TO DO |
Quote the lines of the records word for word, starting with the line that contains "Where can the forest" and going on through the end of the records.
-- Start of RECORD EXTRACTS --
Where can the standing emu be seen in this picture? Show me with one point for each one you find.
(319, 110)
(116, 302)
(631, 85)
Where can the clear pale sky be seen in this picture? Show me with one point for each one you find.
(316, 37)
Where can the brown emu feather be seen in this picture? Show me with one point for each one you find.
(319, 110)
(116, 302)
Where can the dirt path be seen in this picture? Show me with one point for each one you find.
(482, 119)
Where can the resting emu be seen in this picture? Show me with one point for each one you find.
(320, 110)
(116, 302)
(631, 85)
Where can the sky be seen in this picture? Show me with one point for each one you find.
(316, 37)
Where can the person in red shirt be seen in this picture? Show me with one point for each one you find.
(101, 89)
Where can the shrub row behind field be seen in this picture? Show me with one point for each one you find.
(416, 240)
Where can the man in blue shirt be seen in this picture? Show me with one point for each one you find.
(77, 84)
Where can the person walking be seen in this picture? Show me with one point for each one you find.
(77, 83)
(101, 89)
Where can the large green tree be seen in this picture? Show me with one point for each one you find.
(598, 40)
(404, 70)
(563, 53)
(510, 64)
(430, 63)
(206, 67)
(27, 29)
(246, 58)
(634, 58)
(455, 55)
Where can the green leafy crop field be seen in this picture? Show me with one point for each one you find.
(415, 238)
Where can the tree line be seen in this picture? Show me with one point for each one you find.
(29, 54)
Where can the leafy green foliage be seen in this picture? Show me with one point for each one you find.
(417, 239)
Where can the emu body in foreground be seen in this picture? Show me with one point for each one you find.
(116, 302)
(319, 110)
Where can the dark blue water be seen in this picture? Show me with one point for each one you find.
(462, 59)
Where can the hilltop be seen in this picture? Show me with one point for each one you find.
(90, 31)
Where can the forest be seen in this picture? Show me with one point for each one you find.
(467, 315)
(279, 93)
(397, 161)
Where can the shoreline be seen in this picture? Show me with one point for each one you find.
-- End of RECORD EXTRACTS --
THE ANSWER |
Where can the forest be seen in this picture? Show me with one point for each one you find.
(467, 315)
(279, 93)
(397, 161)
Where can the shoreline be seen in this picture? Show me with one point for each one you find.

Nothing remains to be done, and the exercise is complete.